▸ Data for this task
____________________

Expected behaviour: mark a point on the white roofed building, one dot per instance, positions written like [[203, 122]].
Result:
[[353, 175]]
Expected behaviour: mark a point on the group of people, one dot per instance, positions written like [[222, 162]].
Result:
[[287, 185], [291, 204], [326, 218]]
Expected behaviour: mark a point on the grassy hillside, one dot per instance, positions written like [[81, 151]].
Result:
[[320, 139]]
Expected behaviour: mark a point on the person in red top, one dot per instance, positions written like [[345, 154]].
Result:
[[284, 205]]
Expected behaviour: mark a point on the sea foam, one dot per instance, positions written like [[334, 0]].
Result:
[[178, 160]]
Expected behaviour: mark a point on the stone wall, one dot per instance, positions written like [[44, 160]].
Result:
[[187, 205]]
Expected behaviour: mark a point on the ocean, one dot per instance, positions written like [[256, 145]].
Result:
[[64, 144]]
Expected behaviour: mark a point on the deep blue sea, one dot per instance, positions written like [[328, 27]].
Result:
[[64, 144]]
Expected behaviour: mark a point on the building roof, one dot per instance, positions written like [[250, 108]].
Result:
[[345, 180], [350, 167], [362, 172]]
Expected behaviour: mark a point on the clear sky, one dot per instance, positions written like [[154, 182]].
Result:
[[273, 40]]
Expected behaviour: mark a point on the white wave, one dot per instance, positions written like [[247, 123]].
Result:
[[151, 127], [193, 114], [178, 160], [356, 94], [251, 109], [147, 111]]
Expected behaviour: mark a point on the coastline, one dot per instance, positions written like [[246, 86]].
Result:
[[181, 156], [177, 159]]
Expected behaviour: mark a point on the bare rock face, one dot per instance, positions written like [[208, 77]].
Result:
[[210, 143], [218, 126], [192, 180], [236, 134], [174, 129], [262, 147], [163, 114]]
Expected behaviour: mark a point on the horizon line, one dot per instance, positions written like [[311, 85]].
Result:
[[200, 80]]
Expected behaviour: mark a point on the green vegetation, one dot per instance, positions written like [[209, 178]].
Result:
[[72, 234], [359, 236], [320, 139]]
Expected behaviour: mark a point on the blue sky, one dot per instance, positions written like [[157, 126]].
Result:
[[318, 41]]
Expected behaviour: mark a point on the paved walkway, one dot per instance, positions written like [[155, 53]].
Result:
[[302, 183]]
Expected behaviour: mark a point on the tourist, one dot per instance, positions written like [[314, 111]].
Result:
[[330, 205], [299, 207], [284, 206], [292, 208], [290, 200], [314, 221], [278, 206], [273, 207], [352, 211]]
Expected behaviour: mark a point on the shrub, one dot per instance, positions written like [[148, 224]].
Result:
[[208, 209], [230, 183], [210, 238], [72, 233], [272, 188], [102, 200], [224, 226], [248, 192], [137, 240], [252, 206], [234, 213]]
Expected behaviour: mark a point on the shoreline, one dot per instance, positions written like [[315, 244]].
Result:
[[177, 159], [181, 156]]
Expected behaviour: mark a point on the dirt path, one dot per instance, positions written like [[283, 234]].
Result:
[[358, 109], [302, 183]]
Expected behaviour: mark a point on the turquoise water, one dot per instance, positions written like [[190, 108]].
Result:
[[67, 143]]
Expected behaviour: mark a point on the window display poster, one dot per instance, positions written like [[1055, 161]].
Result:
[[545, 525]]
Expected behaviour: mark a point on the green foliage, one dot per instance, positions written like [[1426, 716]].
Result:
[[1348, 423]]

____________________

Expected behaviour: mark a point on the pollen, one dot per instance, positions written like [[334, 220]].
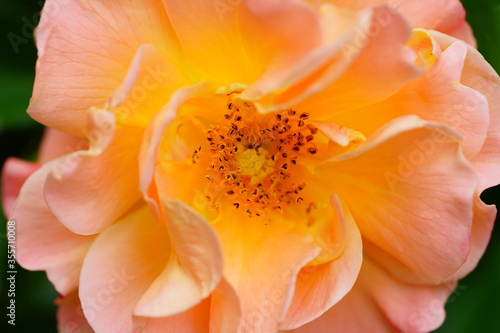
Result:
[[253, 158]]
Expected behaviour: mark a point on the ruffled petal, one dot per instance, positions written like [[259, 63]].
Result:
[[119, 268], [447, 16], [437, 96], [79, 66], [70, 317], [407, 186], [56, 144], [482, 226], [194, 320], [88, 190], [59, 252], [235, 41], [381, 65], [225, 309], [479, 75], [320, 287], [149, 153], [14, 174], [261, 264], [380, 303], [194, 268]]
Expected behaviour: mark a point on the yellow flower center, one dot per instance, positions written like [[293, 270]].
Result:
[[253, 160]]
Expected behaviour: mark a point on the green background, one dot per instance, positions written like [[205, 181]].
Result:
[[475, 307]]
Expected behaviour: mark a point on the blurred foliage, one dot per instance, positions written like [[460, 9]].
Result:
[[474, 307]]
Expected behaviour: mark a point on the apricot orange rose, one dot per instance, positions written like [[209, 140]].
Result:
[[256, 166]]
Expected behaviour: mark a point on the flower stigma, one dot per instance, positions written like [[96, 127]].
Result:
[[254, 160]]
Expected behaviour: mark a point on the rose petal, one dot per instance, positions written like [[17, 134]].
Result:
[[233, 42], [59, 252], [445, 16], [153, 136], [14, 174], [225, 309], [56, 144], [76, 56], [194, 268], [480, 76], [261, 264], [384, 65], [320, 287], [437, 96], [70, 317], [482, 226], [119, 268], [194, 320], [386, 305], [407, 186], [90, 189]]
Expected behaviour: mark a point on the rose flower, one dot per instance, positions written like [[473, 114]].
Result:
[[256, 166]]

____________________

▸ Task description
For each line in the records that holds "building", show that line as it stands.

▸ Reply to the exercise
Expected behaviour: mark a point on the white roofed building, one dot per instance, positions written like [[203, 122]].
Expected behaviour: mark a point on the building roof, one dot per instance, positions written like [[250, 108]].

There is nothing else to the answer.